You seem to be confusing an array of characters with an array of character pointers: v[i] is simply the i-th member of an array consisting of char *.

In C everything is passed by value, so are the pointers. You are right in assuming that v[] is an array storing char pointers.

The code is valid because the pointers are being swapped, not the char variables pointed at: v[i] and v[j] are pointers, therefore temp should be a pointer as well.

The following test code demonstrates it from the caller's point of view: you can easily observe what is happening in your function. Pointers are being passed as values which are getting swapped, but the char variables that they point at are left as they are (b and c in this example).

> **Provided information**:

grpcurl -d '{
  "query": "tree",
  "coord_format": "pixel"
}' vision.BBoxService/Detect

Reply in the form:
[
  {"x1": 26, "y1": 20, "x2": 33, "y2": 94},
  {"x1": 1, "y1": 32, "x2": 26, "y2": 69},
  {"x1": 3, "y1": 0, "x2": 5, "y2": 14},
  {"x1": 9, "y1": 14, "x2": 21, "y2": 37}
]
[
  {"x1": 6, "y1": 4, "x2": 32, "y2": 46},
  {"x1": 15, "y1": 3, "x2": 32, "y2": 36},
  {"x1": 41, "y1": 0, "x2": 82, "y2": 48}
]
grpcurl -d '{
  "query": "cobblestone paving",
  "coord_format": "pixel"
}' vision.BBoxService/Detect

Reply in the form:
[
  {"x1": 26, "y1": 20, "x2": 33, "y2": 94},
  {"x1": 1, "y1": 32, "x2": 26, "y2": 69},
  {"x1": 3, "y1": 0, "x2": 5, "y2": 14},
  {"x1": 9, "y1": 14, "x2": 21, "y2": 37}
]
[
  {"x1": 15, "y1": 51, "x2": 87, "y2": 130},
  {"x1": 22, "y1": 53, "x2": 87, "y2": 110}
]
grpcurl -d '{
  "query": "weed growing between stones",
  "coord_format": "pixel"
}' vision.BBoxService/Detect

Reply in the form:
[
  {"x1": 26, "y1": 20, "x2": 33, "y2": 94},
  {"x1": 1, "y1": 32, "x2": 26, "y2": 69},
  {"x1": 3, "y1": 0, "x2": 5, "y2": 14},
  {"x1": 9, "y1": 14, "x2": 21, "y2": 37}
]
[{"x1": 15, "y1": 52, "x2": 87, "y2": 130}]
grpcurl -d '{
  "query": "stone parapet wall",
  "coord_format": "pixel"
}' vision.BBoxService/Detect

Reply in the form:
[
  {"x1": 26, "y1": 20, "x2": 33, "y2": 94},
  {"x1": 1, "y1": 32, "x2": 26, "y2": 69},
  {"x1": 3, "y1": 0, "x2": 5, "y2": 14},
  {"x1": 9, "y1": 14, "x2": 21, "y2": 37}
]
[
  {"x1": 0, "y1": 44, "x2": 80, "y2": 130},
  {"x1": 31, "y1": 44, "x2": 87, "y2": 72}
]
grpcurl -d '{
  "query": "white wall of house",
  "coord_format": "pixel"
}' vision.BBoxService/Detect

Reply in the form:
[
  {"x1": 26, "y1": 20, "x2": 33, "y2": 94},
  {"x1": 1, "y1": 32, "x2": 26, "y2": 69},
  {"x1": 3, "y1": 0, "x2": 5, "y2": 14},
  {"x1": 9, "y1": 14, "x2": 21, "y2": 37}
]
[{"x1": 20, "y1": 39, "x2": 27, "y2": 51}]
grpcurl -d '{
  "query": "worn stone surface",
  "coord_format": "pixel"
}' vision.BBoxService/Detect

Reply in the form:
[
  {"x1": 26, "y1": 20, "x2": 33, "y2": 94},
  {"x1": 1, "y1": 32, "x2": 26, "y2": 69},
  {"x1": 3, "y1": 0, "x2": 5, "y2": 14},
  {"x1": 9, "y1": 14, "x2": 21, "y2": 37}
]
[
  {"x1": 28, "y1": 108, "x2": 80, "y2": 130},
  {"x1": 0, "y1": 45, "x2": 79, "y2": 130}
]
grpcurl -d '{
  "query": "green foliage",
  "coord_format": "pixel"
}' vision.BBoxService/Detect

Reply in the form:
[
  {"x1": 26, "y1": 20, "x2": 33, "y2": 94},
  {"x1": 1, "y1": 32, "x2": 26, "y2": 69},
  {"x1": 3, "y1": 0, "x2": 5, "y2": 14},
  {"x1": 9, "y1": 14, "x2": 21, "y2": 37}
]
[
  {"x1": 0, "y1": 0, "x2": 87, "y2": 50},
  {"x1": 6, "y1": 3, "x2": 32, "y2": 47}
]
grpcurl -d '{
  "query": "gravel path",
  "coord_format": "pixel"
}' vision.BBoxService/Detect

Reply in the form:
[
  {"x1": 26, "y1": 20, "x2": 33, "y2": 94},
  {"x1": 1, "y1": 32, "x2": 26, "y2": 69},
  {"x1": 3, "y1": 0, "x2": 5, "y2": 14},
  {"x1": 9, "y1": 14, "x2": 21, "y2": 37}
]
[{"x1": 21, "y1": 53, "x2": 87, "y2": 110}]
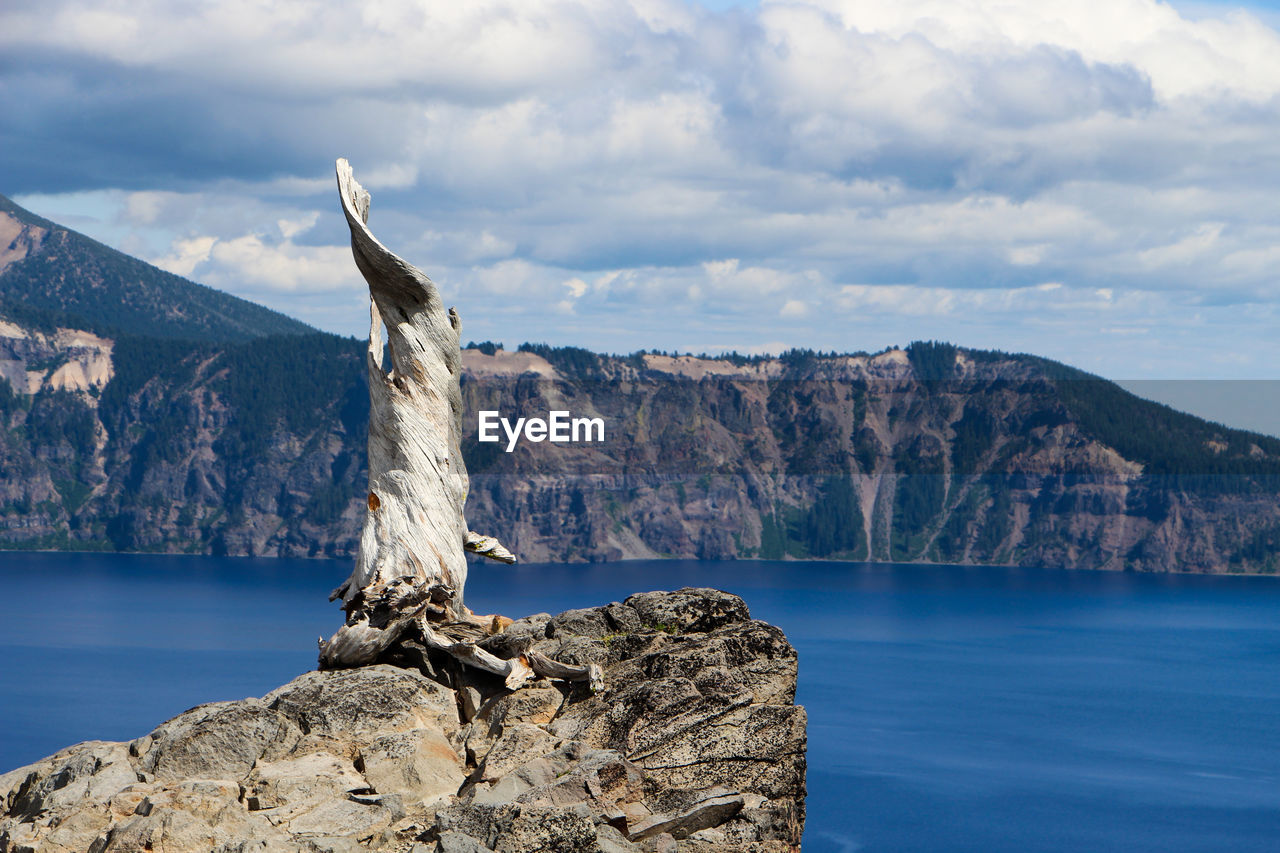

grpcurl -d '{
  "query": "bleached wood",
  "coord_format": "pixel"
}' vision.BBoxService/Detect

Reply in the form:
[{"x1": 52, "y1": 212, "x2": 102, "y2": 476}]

> **Job**: Repeat the passage above on swapping char pointers verbatim, between "The code is" and "pointer as well.", inclusive.

> **Finished exercise**:
The code is valid because the pointers are being swapped, not the char variables pointed at: v[i] and v[j] are pointers, therefore temp should be a pointer as well.